* [DATA LISTING]
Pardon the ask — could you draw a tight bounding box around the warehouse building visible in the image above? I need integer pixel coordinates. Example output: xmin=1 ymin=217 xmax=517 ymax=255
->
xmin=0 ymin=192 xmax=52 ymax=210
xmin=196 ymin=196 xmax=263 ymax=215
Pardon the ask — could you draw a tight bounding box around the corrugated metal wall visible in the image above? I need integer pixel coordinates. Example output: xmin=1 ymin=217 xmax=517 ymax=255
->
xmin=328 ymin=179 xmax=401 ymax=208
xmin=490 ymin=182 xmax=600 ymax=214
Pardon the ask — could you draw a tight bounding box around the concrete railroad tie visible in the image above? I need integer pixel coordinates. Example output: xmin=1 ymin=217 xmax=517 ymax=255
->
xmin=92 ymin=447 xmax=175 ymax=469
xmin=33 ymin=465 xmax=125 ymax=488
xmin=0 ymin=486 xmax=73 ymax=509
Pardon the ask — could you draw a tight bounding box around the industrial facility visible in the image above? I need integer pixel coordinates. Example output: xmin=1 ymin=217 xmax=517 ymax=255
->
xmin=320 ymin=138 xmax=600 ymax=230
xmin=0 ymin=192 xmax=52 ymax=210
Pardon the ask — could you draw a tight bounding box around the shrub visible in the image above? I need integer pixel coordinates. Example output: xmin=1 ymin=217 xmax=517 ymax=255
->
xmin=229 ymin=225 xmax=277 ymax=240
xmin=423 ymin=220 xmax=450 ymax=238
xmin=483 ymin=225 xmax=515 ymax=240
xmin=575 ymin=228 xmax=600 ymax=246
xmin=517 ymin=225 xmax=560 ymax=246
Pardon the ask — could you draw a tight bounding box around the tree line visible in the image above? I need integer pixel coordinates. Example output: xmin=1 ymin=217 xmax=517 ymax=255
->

* [GOAL]
Return every line of the rows from the very first one through the line containing "xmin=0 ymin=486 xmax=73 ymax=509", including both of those lines, unchanged.

* [RIGHT ANSWER]
Pardon the ask — could you draw a tight bounding box around the warehouse building visible in the image above? I need integer pixel coordinates. Example output: xmin=1 ymin=217 xmax=517 ymax=255
->
xmin=0 ymin=192 xmax=52 ymax=210
xmin=196 ymin=196 xmax=263 ymax=215
Pardon the ask — could you draw a tight bounding box around the corrugated metal wall visible in the image above? I need integer pixel coordinates. Example output: xmin=1 ymin=217 xmax=517 ymax=255
->
xmin=328 ymin=179 xmax=401 ymax=208
xmin=490 ymin=182 xmax=600 ymax=214
Pardon the ask — could you draw a tight bounding box around the concrete railroad tie visible in the image above? I need integer pixel coordinates. Example output: xmin=1 ymin=217 xmax=517 ymax=255
->
xmin=92 ymin=447 xmax=175 ymax=469
xmin=33 ymin=465 xmax=125 ymax=488
xmin=0 ymin=486 xmax=73 ymax=509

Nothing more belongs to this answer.